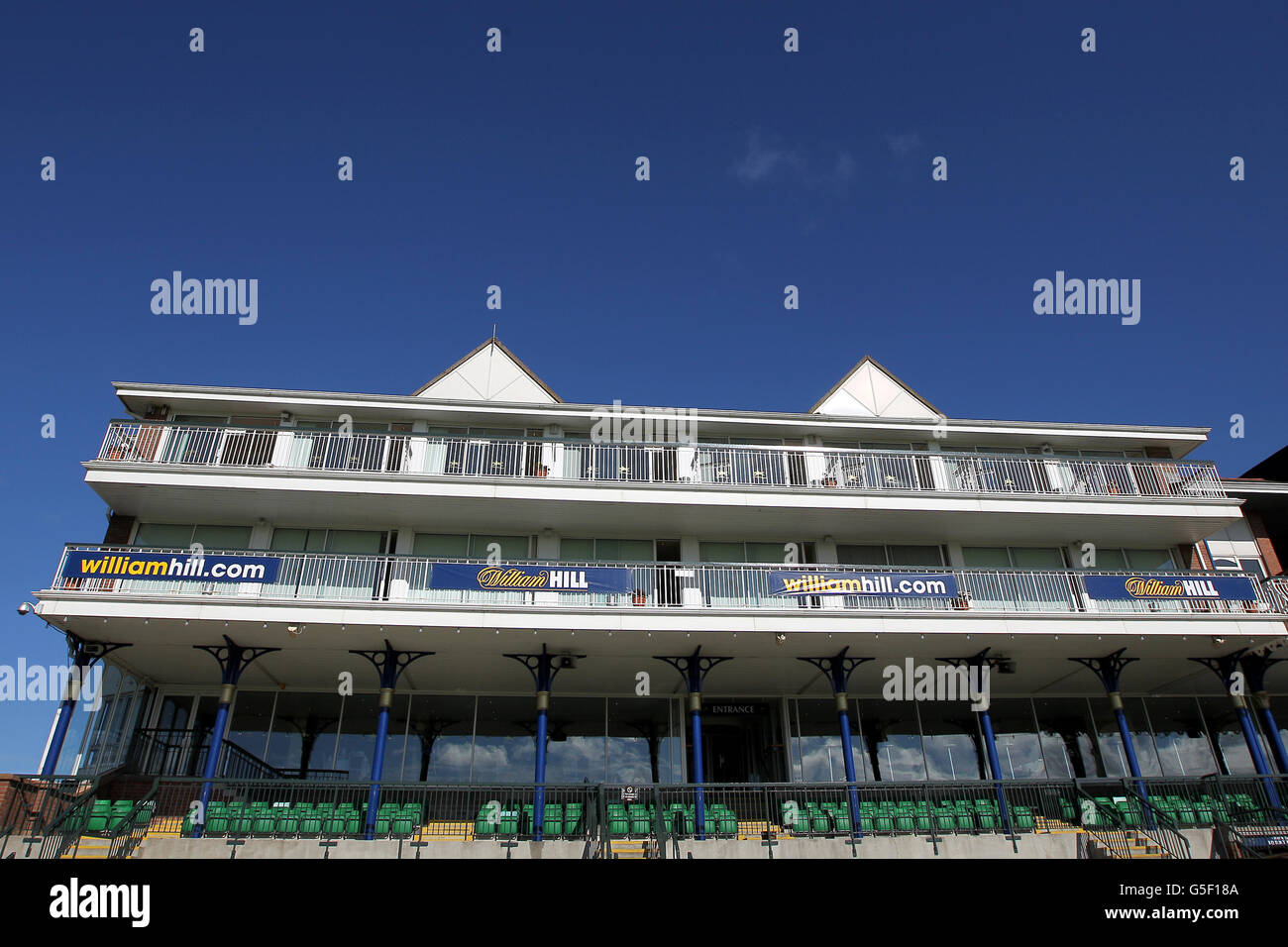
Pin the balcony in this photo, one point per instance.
(671, 586)
(741, 468)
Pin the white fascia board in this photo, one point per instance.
(658, 620)
(1181, 440)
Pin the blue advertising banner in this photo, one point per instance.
(1171, 586)
(181, 566)
(585, 579)
(889, 583)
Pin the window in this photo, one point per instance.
(890, 556)
(183, 536)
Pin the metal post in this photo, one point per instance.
(544, 668)
(82, 656)
(233, 659)
(838, 668)
(389, 665)
(1109, 671)
(978, 663)
(695, 669)
(1225, 669)
(1254, 667)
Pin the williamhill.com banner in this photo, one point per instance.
(601, 579)
(888, 583)
(1109, 587)
(197, 569)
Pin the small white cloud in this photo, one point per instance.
(902, 146)
(761, 159)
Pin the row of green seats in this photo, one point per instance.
(104, 815)
(677, 817)
(903, 815)
(516, 818)
(305, 818)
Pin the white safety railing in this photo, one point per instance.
(720, 466)
(333, 578)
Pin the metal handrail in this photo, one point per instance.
(777, 467)
(339, 578)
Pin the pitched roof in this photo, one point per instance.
(489, 372)
(871, 390)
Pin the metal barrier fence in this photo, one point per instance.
(29, 804)
(742, 467)
(335, 578)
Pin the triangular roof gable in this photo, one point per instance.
(489, 372)
(871, 390)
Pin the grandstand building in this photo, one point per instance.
(480, 615)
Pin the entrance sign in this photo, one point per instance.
(888, 583)
(593, 579)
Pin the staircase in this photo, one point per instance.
(634, 848)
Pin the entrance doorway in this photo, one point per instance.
(742, 742)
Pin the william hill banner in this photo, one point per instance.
(888, 583)
(1171, 586)
(601, 579)
(196, 569)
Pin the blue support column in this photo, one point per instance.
(1254, 668)
(544, 668)
(695, 668)
(837, 671)
(1225, 668)
(1109, 671)
(978, 663)
(389, 665)
(233, 659)
(82, 655)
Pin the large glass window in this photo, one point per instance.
(253, 714)
(503, 745)
(1019, 750)
(304, 731)
(1068, 742)
(953, 746)
(892, 740)
(576, 750)
(1227, 733)
(441, 742)
(643, 741)
(1180, 740)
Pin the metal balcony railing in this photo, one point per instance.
(711, 466)
(400, 579)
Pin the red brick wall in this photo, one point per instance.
(1267, 551)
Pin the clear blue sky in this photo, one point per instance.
(518, 169)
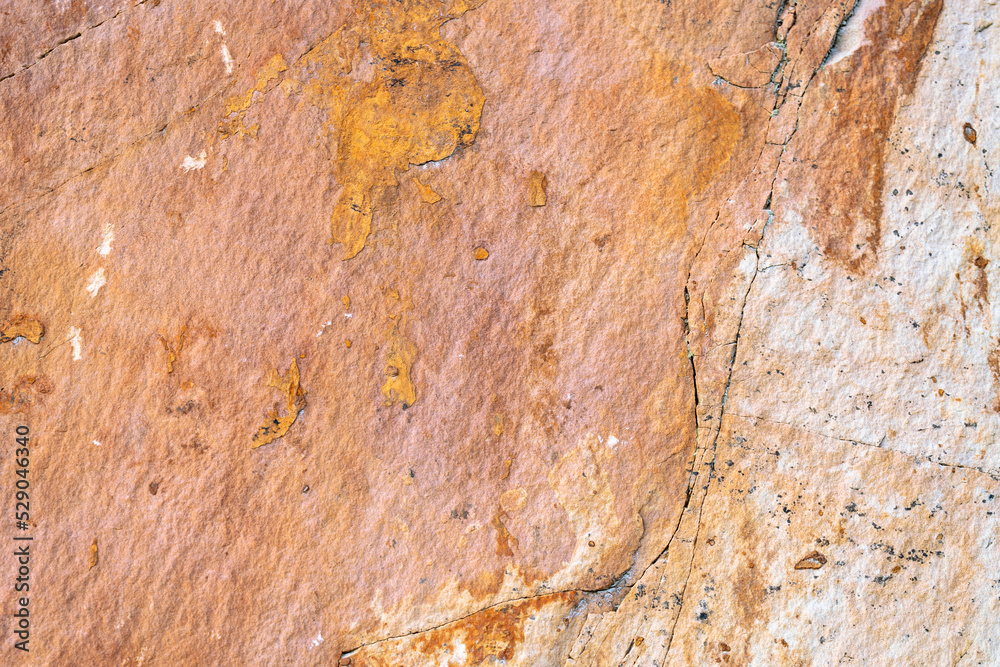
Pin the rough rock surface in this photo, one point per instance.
(459, 332)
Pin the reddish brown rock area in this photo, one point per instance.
(468, 332)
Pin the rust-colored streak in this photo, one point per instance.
(504, 538)
(847, 129)
(492, 634)
(401, 355)
(295, 398)
(22, 326)
(173, 350)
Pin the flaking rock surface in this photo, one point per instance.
(470, 332)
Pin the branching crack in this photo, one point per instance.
(614, 587)
(66, 40)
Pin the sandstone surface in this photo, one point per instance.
(472, 332)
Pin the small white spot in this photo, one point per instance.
(74, 340)
(227, 59)
(106, 238)
(194, 163)
(97, 281)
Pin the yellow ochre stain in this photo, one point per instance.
(537, 186)
(173, 350)
(237, 105)
(399, 360)
(418, 103)
(295, 401)
(31, 329)
(427, 193)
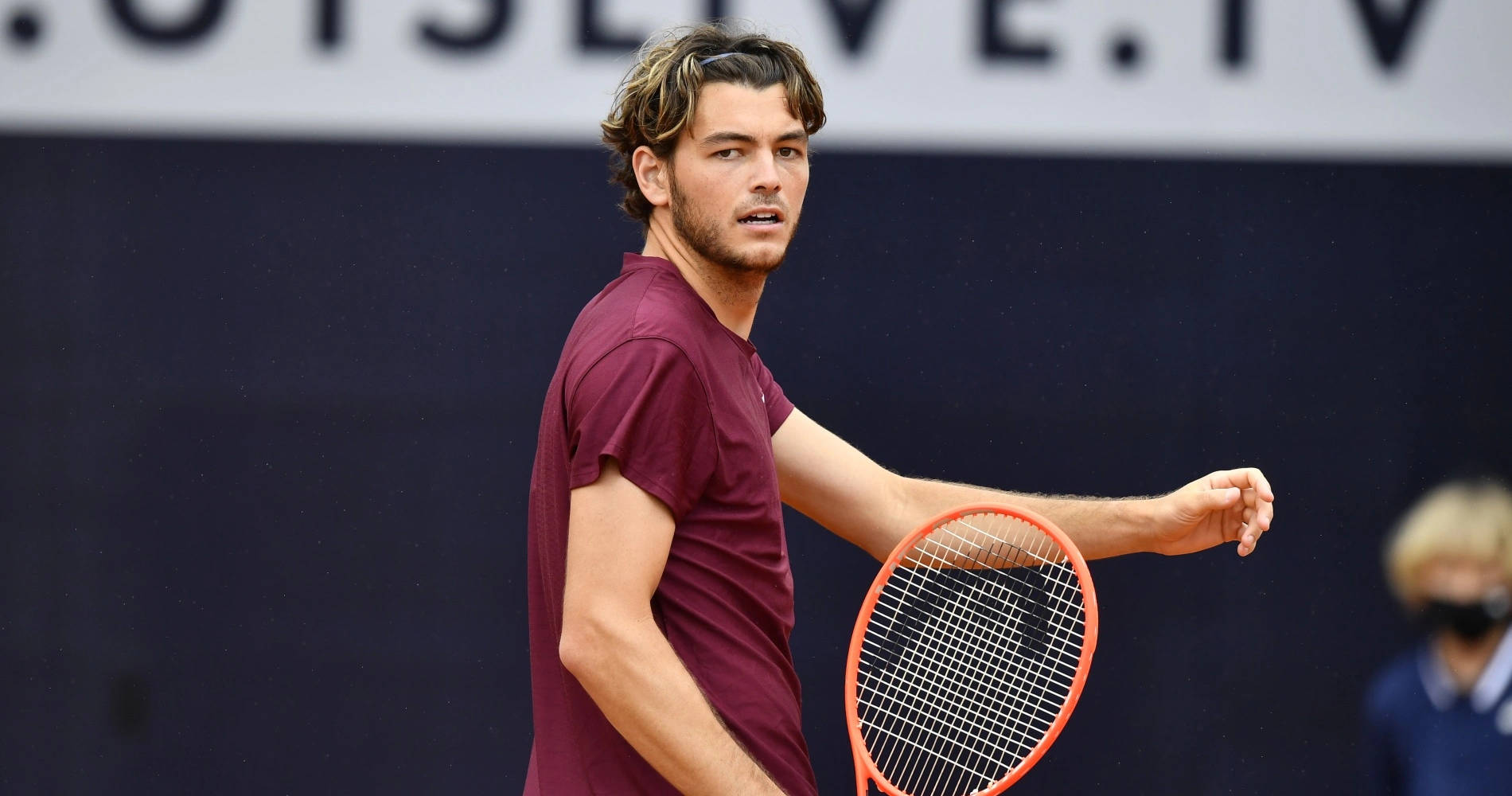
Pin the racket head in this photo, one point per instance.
(929, 713)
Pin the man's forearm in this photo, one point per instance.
(646, 692)
(1100, 527)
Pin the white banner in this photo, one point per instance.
(1189, 77)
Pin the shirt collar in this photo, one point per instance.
(1488, 689)
(1494, 680)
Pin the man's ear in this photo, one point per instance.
(653, 176)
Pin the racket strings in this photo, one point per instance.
(992, 737)
(1012, 688)
(944, 708)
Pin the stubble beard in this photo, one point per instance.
(702, 235)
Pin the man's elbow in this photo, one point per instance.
(591, 641)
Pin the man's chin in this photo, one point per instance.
(758, 259)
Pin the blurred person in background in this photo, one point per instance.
(1438, 719)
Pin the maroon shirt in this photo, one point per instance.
(652, 379)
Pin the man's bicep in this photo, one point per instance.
(618, 542)
(835, 485)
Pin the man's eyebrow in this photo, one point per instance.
(727, 137)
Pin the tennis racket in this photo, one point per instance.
(969, 654)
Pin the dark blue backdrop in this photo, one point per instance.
(270, 412)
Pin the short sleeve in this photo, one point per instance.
(777, 403)
(643, 404)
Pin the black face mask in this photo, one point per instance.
(1468, 621)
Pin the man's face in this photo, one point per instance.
(738, 178)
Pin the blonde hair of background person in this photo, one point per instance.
(1461, 520)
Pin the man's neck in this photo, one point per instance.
(731, 295)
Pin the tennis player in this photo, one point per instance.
(660, 591)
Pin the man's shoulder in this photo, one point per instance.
(641, 307)
(646, 303)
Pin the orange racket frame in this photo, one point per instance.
(865, 769)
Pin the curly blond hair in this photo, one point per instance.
(1468, 520)
(658, 97)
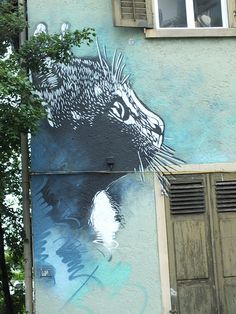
□ □ □ □ □ □ □
**WHAT TO WORK ON**
Locate each line in the data that contains the word "balcony" and copy those lines out in full.

**RESPONSE TO THE EXERCISE**
Pin the balcony in this photo, one point per instance.
Pin the metal balcony railing in this photo, one point per instance.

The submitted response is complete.